• _WHAT YOU WILL DO_
Count the lines holding the string "bumper" in the records, and give only the count.

(Referring expression pointing data)
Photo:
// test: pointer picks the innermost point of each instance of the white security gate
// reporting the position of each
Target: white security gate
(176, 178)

--

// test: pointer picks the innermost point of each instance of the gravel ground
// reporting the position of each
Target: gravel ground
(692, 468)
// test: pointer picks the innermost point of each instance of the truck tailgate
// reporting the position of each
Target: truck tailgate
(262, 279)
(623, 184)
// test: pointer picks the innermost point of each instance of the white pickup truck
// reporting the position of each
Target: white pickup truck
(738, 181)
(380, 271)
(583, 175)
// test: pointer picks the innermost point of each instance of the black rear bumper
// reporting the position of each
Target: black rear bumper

• _SOLUTION FOR THIS EXERCISE_
2